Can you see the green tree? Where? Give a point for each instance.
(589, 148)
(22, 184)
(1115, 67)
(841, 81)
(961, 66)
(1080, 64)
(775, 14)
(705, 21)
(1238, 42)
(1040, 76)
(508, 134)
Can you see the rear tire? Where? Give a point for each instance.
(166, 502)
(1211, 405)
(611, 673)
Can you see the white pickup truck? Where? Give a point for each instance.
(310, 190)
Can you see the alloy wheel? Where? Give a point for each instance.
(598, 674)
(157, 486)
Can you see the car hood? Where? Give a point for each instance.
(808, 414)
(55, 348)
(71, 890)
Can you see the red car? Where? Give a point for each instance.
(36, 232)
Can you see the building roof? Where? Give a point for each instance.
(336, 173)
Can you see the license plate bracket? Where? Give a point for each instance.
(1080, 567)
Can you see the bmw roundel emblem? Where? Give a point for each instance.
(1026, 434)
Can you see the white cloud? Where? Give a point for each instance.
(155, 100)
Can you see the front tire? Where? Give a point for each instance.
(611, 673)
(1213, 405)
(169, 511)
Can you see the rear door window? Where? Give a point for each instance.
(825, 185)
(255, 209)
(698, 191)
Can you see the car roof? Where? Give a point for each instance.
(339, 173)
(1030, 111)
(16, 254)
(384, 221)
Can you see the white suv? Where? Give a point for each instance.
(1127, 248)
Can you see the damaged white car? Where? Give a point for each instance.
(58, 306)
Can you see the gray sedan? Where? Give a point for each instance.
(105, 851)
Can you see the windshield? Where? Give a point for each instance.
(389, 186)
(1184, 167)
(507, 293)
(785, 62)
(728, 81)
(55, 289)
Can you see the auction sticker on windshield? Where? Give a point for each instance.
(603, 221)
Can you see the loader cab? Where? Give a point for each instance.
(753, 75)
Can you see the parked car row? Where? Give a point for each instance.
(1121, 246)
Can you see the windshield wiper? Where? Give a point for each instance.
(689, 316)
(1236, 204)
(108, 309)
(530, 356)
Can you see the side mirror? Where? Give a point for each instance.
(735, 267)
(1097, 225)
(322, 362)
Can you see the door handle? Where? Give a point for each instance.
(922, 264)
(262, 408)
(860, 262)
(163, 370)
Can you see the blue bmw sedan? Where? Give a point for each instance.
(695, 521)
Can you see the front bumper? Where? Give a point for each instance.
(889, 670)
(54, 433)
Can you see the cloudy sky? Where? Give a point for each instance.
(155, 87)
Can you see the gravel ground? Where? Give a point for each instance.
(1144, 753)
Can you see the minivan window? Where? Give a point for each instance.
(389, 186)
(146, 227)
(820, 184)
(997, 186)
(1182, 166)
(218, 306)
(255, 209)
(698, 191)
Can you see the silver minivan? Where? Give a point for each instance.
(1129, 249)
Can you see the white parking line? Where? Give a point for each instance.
########################################
Aim of the exercise:
Render every line of the listing above as a JSON array of strings, one string per line, with blank lines omitted.

Output of the exercise:
[
  "Can you see the green tree? Where? Give a point for each instance.",
  "(589, 148)",
  "(22, 184)",
  "(1115, 67)",
  "(841, 81)",
  "(961, 66)",
  "(1080, 64)",
  "(775, 14)",
  "(705, 21)",
  "(1238, 42)",
  "(1040, 76)",
  "(508, 134)",
  "Can you see the rear tire? Where? Give a point for each instance.",
  "(166, 502)",
  "(1211, 405)",
  "(611, 673)",
  "Can you see the white pickup truck? Where? Give a point for each instance.",
  "(310, 190)",
  "Can you see the alloy wheel? Where? Give a point for each instance.",
  "(598, 674)",
  "(157, 486)",
  "Can you see the car hood? Where? Give a point for each instance.",
  "(808, 414)",
  "(55, 348)",
  "(71, 890)",
  "Can you see the red car? Where? Give a point for each instance.",
  "(36, 232)",
  "Can you see the building roof? Where? Give a point for each instance.",
  "(336, 173)",
  "Can you see the license plate bracket? Where? Give a point for each instance.",
  "(1080, 567)",
  "Can you see the bmw roundel emblem? Where? Give a point for each instance.",
  "(1026, 434)",
  "Can you see the white cloud? Where? Give a point for each instance.",
  "(155, 100)",
  "Can you see the front tire? Where? Give a point for each instance.",
  "(611, 673)",
  "(1213, 405)",
  "(169, 511)",
  "Can you see the rear door window? Where? Give a point for each instance.",
  "(825, 185)",
  "(255, 209)",
  "(698, 191)",
  "Can you see the car roof? Where? Give a point for each instance.",
  "(339, 173)",
  "(1030, 111)",
  "(16, 254)",
  "(384, 221)",
  "Can you see the white suv? Where? Give a point for each instance.",
  "(1127, 248)",
  "Can you see the damaged white car? Where? Give a point for each instance.",
  "(58, 306)",
  "Can you see the gray sedan? Where? Give a point for each instance.",
  "(105, 851)",
  "Can you see the windshield? Where? Give a point for each instance.",
  "(389, 186)",
  "(1184, 167)",
  "(507, 293)",
  "(785, 62)",
  "(728, 81)",
  "(55, 289)",
  "Can you see the auction sticker on windshield? Where? Give a point for each instance.",
  "(603, 221)",
  "Can you see the loader cab? Where? Give a point for each instance.",
  "(753, 75)",
  "Can you see the parked car row? Where? Give a point for each instance.",
  "(1121, 246)",
  "Can you see the windshield wiper? Where? Give a point for each instance.",
  "(689, 316)",
  "(1236, 204)",
  "(108, 309)",
  "(530, 356)",
  "Can you see the side mirror? Where? Give a point for each instance.",
  "(735, 267)",
  "(1097, 225)",
  "(322, 362)",
  "Can you see the door handle? Where? Give a point for each instance.",
  "(922, 264)",
  "(262, 408)",
  "(860, 262)",
  "(163, 370)",
  "Can you see the blue bmw sedan? Where? Give a point for each instance.",
  "(695, 521)",
  "Can you see the front bumper? Where? Give a point for each instance.",
  "(889, 670)",
  "(54, 433)",
  "Can you see the cloudy sky? Where? Give a point for each instance.",
  "(155, 87)",
  "Can you see the gravel ground? Where? Give a point for each instance.",
  "(1144, 753)",
  "Can you see the minivan window? Where? Give a point for each instance.",
  "(389, 186)",
  "(146, 227)",
  "(820, 184)",
  "(997, 186)",
  "(1182, 166)",
  "(218, 306)",
  "(255, 209)",
  "(698, 191)",
  "Can you see the silver minivan? Where? Give a point for each instance.",
  "(1129, 249)",
  "Can you see the white parking line? Where? Give a point for each instance."
]